→ Blok tekstu
- - - -
Cyberpunk 2077 będzie poruszał tematy polityczne
W wywiadzie z pismem Official Xbox Magazine Patrick Mills, projektant zadań w grze Cyberpunk 2077, zdradził, że tytuł będzie poruszał tematy polityczne. Ponadto deweloper tłumaczy się z decyzji wyboru kamery FPP.
W ostatnich dniach pojawiło się sporo nowych informacji na temat Cyberpunka 2077. W ubiegłą sobotę dowiedzieliśmy się nieco o systemie rozwoju postaci w nowej grze studia CD Projekt RED, który ma być zbliżony do mechaniki znanej z papierowego oryginału stworzonego przez Mike'a Pondsmitha. Dla wielu jednak tego typu elementy to kwestie poboczne. Bardziej interesuje ich warstwa fabularna tytułu. W rozmowie z pismem Official Xbox Magazine jej temat poruszył w pewnym stopniu Patrick Mills, projektant zadań w grze Cyberpunk 2077. Nie zdradził co prawda szczegółów na temat samej historii, lecz podkreślił, że w produkcji znajdą się pewne motywy polityczne i komentarz społeczny. Cytując jego słowa (via PC Gamer):
Cyberpunk 2077 to gra o potężnych ludziach z wyżyn społecznych i biedakach ze slumsów, którzy nie mają nic. Władza tych pierwszych może wynikać z posiadanych pieniędzy, hierarchii społecznej, wykorzystywanej techniki czy aktów przemocy. (…) Cyberpunk jest z natury gatunkiem politycznym, a gry określane tym mianem nie należą do wyjątków.
- - - -
→ Zawartość zbioru danych
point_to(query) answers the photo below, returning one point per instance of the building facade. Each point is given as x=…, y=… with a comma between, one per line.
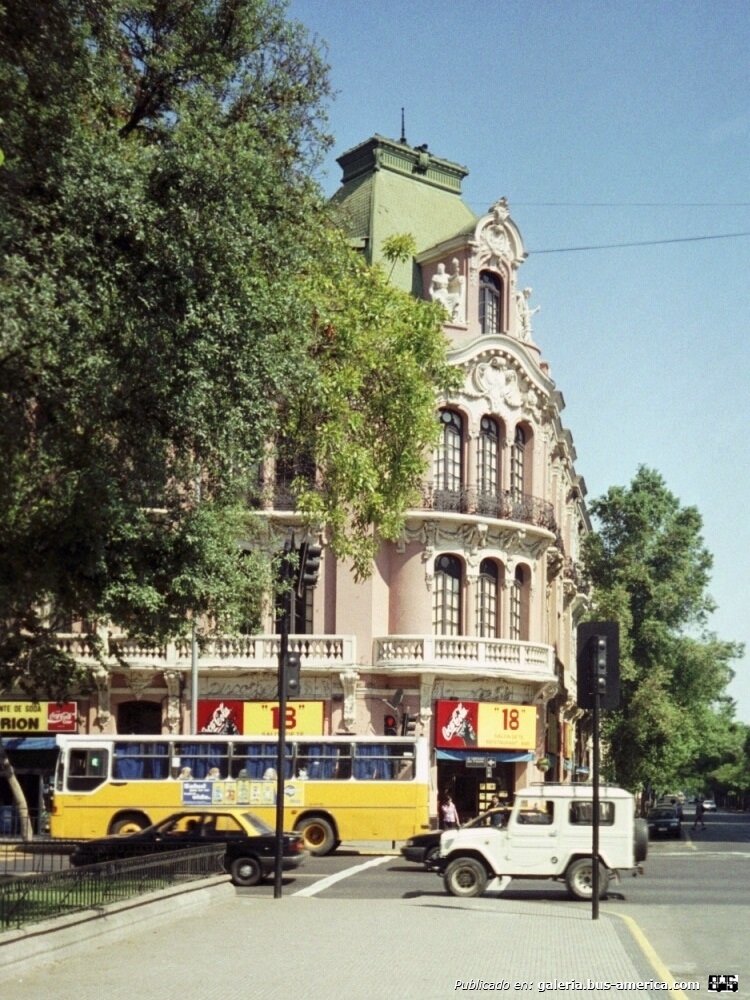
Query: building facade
x=465, y=629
- - - -
→ Zadania do wykonania
(1) Przepisz bez zmian fragment artykułu o grze Cyberpunk 2077: wszystko od "Cyberpunk 2077 będzie" aż po "wyboru kamery FPP.".
(2) Wymień wszystkie źródła władzy ludzi z wyżyn społecznych, które podaje artykuł o grze Cyberpunk 2077.
(3) Dopisz dalszą część artykułu o grze Cyberpunk 2077, zaczynając po jego ostatnim zdaniu.
Wiersze ze zbioru danych nie będą potrzebne.

→ Odpowiedzi po kolei
(1)
Cyberpunk 2077 będzie poruszał tematy polityczne
W wywiadzie z pismem Official Xbox Magazine Patrick Mills, projektant zadań w grze Cyberpunk 2077, zdradził, że tytuł będzie poruszał tematy polityczne. Ponadto deweloper tłumaczy się z decyzji wyboru kamery FPP.

(2) posiadane pieniądze, hierarchia społeczna, wykorzystywana technika, akty przemocy

(3)
Millsowi wtóruje sam Mike Pondsmith, który we wpisie w serwisie Reddit podkreślił, że polityczność cyberpunka jako gatunku determinuje obecność w tym słowie cząstki „punk”. Jak bowiem powszechnie wiadomo, jest to subkultura mocno zaangażowana ideologicznie.
Doktryny punka są ściśle powiązane z polityką. Wspólny etos ludzi identyfikujących się z tą ideologią obejmuje antyautorytaryzm, podejście „róbta co chceta”, nonkonformizm, bezpośrednie działania i sprzeciw wobec konsumpcjonizmu. Nie musisz co prawda wyznawać tych zasad. Lecz jeśli wychodzisz na ulicę, by walczyć o swoje, to jesteś zamieszany w politykę, niezależnie czy chcesz to tak nazwać, czy nie.
Jak zauważył Mills, nie będzie to pierwszy raz, gdy CD Projekt RED będzie chciało zawrzeć pewien komentarz społeczny w swojej grze. Seria Wiedźmin, podobnie zresztą jak książki Andrzeja Sapkowskiego, również poruszała tego typu tematy. Wystarczy chociażby wspomnieć krytykę rasizmu (sytuacja nieludzi) oraz fanatyzmu religijnego (Kult Wiecznego Ognia).
Odkładając jednak kwestie fabularne na bok. Tuż po pierwszych oficjalnych prezentacjach Cyberpunka 2077, które odbyły się podczas tegorocznych targów E3, sporo kontrowersji wśród niektórych wzbudziły informacje, że świat gry będziemy obserwować z oczu bohatera. Mills broni tej decyzji.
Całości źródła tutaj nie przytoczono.